EXTRAIT DU DOCUMENT:
Il y a 8000 ans, en Suède, des crânes humains ont été empalés sur des pieux et personne ne sait pourquoi
Des archéologues en Suède ont trouvé des restes humains curieusement disposés avec la présence de têtes décapitées montées sur des pieux, un comportement qui n’a jamais été suggéré auparavant pour les anciens chasseurs-cueilleurs européens. Cette sinistre découverte remet en question ce que nous savons de la culture européenne du mésolithique et comment ces premiers humains s’occupaient de leurs morts.
Image d’entête : l’un des crânes trouvés sur le site de Kanaljorden en Suède. (Sara Gummeson et col./ Antiquity)
Ces os du mésolithique présentent des signes de traumatisme contondant sur plusieurs crânes et des preuves que les têtes étaient exposées sur des pieux. La scène présente un certain nombre d’autres mystères vraiment intrigants.
Des os montrent des signes de guérison, ce qui signifie que les coups à la tête ne furent pas nécessairement ce qui a tué ces humains. Il y a aussi des preuves que les corps ont été enterrés avant l’exhumation de leur tête et que celles-ci aient été montés sur des pics.
Comme vous, les archéologues de l’université de Stockholm en Suède se demandent (encore) ce qui s’est passé.

ENREGISTREMENTS:
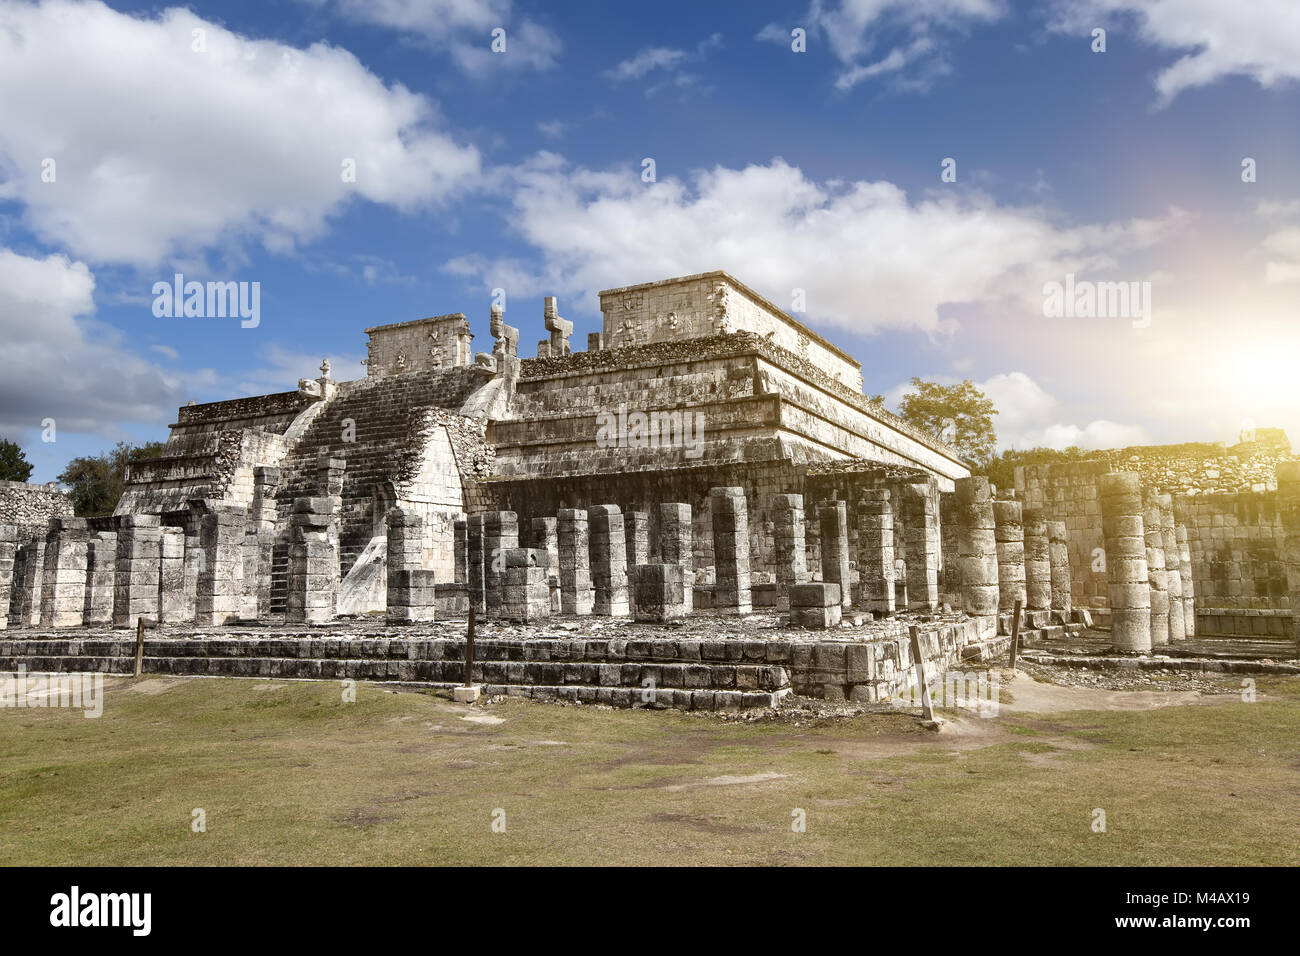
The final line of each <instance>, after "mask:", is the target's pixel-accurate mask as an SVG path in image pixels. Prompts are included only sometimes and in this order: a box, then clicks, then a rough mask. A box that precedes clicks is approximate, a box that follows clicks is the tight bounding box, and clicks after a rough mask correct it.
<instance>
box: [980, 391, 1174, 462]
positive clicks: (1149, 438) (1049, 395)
mask: <svg viewBox="0 0 1300 956" xmlns="http://www.w3.org/2000/svg"><path fill="white" fill-rule="evenodd" d="M979 388H980V389H982V390H983V392H984V394H985V395H988V397H989V398H991V399H992V401H993V407H995V408H997V412H998V414H997V416H996V418H995V419H993V425H995V428H996V429H997V444H998V447H1000V449H1009V447H1014V449H1031V447H1049V449H1058V450H1060V449H1066V447H1070V446H1073V445H1076V446H1079V447H1082V449H1086V450H1091V449H1115V447H1125V446H1128V445H1148V444H1151V436H1149V434H1148V433H1147V431H1145V429H1144V428H1141V427H1140V425H1125V424H1118V423H1115V421H1106V420H1104V419H1097V420H1095V421H1089V423H1088V424H1086V425H1083V427H1080V425H1075V424H1070V423H1062V421H1060V418H1058V416H1060V415H1061V411H1062V410H1061V403H1060V402H1058V401H1057V399H1056V398H1054V397H1053V395H1052V394H1049V393H1048V392H1047V390H1045V389H1044V388H1043V386H1041V385H1039V384H1037V382H1036V381H1034V378H1031V377H1030V376H1028V375H1026V373H1024V372H1010V373H1006V375H995V376H993V377H992V378H988V380H987V381H984V382H980V386H979Z"/></svg>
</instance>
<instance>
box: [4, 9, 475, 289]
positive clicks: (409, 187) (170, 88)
mask: <svg viewBox="0 0 1300 956" xmlns="http://www.w3.org/2000/svg"><path fill="white" fill-rule="evenodd" d="M196 31H198V33H196ZM0 116H4V122H3V124H0V198H9V199H17V200H19V202H21V203H22V204H23V215H25V220H26V222H27V225H29V226H30V228H31V229H32V230H34V232H35V233H36V234H38V235H39V237H40V238H42V239H43V241H45V242H51V243H56V245H59V246H62V247H65V248H68V250H70V251H72V252H73V254H74V255H77V256H82V258H85V259H88V260H91V261H94V263H121V264H131V265H136V267H149V265H155V264H157V263H161V261H164V260H165V259H168V258H169V256H174V255H194V254H196V252H198V251H200V250H204V248H211V247H212V246H214V245H218V243H224V242H239V241H247V239H253V238H255V239H257V241H260V242H263V243H264V245H265V246H266V247H269V248H273V250H286V248H289V247H292V246H294V245H295V243H299V242H304V241H309V239H312V238H315V237H318V235H320V234H322V233H324V232H325V229H326V220H328V219H329V216H331V215H333V213H337V212H339V211H341V209H342V207H343V206H344V204H346V203H347V202H348V200H351V199H354V198H363V199H368V200H370V202H376V203H387V204H391V206H395V207H399V208H417V207H419V206H421V204H428V203H433V202H438V200H442V199H445V198H447V196H450V195H452V194H455V193H458V191H460V190H463V189H465V187H467V186H471V185H473V183H474V182H476V181H477V177H478V174H480V156H478V153H477V151H474V150H473V148H472V147H468V146H463V144H459V143H458V142H455V139H454V138H452V137H451V135H448V134H447V133H446V131H443V130H442V129H439V122H438V116H437V112H435V109H434V107H433V104H432V103H430V101H429V100H428V99H425V98H424V96H420V95H416V94H412V92H411V91H408V90H407V88H404V87H403V86H400V85H393V86H385V83H383V82H382V81H381V79H380V78H378V77H376V75H374V74H373V73H370V72H369V70H367V69H365V68H364V66H363V65H361V64H360V62H359V61H357V60H356V57H354V56H352V55H351V53H348V52H347V51H344V49H339V48H337V47H330V46H326V44H315V46H312V47H309V48H307V49H296V48H294V47H289V46H285V44H281V43H276V42H272V40H250V39H246V38H243V36H239V35H238V34H234V33H230V31H229V30H226V29H224V27H221V26H218V25H216V23H212V22H208V21H204V20H203V18H200V17H198V16H195V14H194V13H191V12H188V10H185V9H179V8H172V9H168V10H164V12H162V13H161V14H159V16H157V17H156V18H140V17H131V16H126V14H123V13H117V12H114V10H112V9H109V8H108V7H105V5H104V4H101V3H78V1H74V0H44V3H40V4H4V5H3V7H0ZM47 160H52V164H49V163H47ZM346 160H351V161H354V163H355V170H356V174H355V182H346V181H344V178H346V177H344V161H346ZM47 170H48V172H47ZM51 172H52V174H53V176H52V177H51V176H49V173H51ZM49 178H52V179H53V181H47V179H49Z"/></svg>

CONSIGNE:
Pouvez-vous restituer mot pour mot le passage de l'extrait sur les crânes empalés en Suède qui commence par « Image d’entête : l’un » et se poursuit jusqu'à « qui s’est passé. » ? Ces enregistrements proviennent d'une autre source.

CORRIGÉ:
Image d’entête : l’un des crânes trouvés sur le site de Kanaljorden en Suède. (Sara Gummeson et col./ Antiquity)
Ces os du mésolithique présentent des signes de traumatisme contondant sur plusieurs crânes et des preuves que les têtes étaient exposées sur des pieux. La scène présente un certain nombre d’autres mystères vraiment intrigants.
Des os montrent des signes de guérison, ce qui signifie que les coups à la tête ne furent pas nécessairement ce qui a tué ces humains. Il y a aussi des preuves que les corps ont été enterrés avant l’exhumation de leur tête et que celles-ci aient été montés sur des pics.
Comme vous, les archéologues de l’université de Stockholm en Suède se demandent (encore) ce qui s’est passé.